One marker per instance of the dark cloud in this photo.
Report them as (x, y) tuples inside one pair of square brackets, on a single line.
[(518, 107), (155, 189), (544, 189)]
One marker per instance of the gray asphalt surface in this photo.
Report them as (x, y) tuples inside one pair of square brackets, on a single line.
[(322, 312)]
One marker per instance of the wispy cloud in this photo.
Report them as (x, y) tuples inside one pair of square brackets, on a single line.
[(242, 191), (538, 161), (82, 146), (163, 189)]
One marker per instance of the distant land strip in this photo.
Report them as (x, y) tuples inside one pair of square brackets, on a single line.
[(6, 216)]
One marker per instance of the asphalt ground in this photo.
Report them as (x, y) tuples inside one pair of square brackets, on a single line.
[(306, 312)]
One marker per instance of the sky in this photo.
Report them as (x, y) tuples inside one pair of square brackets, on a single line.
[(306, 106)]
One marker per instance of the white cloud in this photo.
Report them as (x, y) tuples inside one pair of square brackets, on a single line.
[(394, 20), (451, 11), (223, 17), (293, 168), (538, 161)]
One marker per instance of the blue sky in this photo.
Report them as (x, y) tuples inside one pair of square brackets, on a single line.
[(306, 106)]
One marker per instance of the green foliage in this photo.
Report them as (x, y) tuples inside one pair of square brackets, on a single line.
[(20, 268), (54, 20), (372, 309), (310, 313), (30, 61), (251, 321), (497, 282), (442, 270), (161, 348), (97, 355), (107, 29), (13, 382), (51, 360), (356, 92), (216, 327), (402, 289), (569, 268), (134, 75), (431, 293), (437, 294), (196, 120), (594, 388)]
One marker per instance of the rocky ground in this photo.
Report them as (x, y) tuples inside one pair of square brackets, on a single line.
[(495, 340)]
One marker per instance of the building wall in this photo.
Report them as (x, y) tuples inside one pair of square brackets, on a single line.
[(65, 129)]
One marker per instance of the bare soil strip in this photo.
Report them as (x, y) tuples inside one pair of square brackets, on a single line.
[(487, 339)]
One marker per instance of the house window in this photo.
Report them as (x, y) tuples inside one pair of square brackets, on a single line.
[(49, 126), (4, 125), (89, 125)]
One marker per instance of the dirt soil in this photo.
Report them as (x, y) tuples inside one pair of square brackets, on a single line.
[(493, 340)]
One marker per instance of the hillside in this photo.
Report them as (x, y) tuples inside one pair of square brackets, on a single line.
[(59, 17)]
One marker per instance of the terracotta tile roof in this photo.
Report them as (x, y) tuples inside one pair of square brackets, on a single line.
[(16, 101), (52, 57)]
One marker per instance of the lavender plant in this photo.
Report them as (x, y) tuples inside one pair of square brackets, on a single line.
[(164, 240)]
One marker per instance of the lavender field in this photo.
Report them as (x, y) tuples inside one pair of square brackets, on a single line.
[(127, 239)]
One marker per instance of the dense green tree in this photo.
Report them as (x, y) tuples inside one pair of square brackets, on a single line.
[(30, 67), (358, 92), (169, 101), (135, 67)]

^^^^

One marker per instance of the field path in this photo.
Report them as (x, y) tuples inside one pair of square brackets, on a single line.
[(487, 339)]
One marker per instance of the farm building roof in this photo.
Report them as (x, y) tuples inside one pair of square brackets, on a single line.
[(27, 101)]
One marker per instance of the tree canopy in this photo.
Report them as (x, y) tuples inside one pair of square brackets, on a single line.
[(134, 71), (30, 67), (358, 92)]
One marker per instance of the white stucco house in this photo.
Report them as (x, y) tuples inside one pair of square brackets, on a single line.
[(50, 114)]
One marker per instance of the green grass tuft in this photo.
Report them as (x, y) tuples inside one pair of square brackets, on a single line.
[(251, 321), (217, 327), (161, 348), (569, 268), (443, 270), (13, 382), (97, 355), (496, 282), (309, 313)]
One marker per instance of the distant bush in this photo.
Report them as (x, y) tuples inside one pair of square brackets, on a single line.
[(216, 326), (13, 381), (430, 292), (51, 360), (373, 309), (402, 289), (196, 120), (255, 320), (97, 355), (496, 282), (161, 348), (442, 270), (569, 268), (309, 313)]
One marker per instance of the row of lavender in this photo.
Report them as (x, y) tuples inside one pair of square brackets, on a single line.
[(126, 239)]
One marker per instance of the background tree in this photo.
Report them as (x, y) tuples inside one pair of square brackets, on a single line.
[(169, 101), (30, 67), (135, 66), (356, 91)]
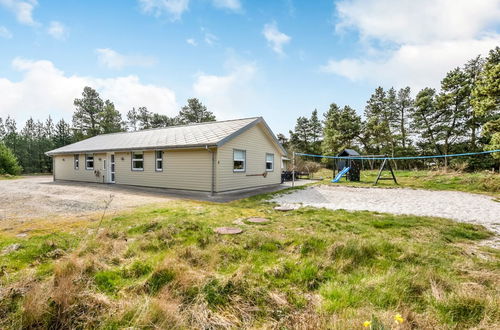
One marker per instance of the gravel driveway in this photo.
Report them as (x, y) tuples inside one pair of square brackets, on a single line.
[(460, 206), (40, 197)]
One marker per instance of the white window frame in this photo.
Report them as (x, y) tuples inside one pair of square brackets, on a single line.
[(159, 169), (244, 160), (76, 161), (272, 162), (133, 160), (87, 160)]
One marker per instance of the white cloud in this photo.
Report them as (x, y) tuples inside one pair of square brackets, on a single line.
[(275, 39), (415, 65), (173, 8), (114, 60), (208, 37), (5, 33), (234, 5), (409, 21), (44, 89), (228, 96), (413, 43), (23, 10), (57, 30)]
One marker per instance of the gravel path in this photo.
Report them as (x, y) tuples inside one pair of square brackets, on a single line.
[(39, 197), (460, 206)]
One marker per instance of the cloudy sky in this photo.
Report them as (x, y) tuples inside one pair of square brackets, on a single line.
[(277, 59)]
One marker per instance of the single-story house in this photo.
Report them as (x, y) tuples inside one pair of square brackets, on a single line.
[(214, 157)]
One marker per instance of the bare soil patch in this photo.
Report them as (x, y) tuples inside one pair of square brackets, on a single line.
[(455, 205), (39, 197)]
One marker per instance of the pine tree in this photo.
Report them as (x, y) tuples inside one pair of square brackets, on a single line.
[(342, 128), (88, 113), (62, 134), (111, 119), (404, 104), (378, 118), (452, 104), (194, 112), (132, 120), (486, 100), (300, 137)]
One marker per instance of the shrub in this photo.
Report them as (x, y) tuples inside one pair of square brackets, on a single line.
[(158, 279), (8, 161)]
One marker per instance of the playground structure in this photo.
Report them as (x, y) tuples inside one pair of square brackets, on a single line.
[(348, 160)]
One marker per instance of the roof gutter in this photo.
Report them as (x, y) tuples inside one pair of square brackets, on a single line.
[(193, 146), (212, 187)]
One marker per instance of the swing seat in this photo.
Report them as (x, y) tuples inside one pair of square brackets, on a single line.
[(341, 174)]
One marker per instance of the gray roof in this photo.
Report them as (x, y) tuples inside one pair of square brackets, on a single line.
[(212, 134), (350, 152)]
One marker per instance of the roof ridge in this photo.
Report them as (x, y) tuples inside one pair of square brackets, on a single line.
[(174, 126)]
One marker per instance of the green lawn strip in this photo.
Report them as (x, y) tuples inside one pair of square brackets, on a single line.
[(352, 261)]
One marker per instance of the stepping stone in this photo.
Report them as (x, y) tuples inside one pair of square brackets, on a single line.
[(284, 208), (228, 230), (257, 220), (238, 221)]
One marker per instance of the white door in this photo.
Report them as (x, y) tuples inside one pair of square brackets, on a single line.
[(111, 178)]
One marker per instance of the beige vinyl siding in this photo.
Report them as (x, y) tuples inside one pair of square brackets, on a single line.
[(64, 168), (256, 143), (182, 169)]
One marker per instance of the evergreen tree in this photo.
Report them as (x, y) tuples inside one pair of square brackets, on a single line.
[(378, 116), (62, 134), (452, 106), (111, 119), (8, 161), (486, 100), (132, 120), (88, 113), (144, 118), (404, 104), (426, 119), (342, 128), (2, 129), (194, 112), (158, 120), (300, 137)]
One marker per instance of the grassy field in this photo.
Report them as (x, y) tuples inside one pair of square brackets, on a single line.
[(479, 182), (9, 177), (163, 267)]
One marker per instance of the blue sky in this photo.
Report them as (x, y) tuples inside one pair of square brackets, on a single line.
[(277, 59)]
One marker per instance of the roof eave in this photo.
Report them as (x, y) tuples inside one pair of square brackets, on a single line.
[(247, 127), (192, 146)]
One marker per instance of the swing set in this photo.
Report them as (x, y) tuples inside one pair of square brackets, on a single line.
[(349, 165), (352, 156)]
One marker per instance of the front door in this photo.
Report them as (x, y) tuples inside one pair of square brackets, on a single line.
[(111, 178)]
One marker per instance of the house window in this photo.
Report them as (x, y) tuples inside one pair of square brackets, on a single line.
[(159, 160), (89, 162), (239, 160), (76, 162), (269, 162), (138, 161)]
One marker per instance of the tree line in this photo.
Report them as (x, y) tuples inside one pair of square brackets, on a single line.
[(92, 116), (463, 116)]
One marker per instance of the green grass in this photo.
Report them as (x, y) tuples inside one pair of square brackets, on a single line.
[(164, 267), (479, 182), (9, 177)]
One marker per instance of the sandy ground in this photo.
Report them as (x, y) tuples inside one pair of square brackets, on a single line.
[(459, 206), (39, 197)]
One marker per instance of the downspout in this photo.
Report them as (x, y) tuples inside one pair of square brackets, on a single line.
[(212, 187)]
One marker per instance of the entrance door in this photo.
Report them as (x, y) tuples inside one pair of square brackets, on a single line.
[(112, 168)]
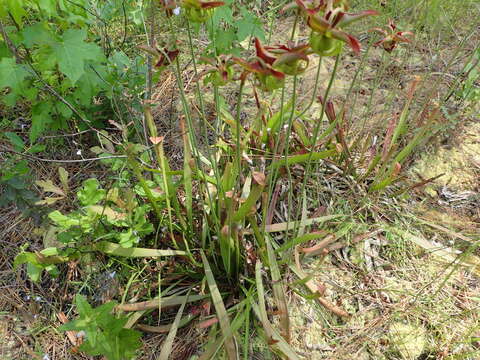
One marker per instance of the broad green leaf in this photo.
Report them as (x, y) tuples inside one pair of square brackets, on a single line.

^^^^

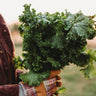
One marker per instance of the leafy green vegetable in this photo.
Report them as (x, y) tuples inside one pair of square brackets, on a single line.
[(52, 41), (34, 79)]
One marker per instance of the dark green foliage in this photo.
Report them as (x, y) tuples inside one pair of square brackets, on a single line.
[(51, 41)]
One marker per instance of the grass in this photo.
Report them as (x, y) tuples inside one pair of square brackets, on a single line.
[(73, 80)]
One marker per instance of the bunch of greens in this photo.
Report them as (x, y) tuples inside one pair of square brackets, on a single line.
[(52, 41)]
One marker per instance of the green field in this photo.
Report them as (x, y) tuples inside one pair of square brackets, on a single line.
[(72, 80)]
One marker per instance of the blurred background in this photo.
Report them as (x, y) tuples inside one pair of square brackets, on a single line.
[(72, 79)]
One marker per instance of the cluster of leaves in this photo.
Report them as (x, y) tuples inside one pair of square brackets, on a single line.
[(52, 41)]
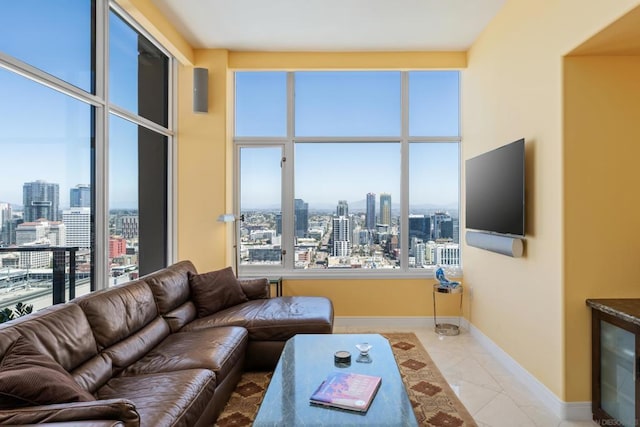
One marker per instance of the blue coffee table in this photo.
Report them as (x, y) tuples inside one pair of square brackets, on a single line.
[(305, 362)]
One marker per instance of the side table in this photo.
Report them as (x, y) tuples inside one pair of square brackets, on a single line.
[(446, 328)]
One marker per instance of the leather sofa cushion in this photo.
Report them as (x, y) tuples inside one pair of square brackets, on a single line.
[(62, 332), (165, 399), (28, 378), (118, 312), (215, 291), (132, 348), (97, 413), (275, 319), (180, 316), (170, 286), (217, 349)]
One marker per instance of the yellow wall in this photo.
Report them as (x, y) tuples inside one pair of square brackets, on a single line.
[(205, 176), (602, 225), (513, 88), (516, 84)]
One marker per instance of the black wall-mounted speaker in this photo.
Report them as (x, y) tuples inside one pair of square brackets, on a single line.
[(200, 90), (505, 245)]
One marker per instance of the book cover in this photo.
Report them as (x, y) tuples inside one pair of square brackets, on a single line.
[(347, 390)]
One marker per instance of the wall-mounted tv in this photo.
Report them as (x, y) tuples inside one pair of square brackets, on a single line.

^^^^

» **Task**
Print, word for word, the lines of the material from the line containing "One marker per instance of the wispy" to the line containing "[(242, 191), (538, 161), (82, 146), (163, 189)]", including both of those lines.

» **Solution to the exercise**
One marker per instance of the wispy cloud in this photo.
Report them as (x, y) tuples inside one pair of square brackets, on a single line.
[(242, 191), (538, 161), (82, 146), (163, 189)]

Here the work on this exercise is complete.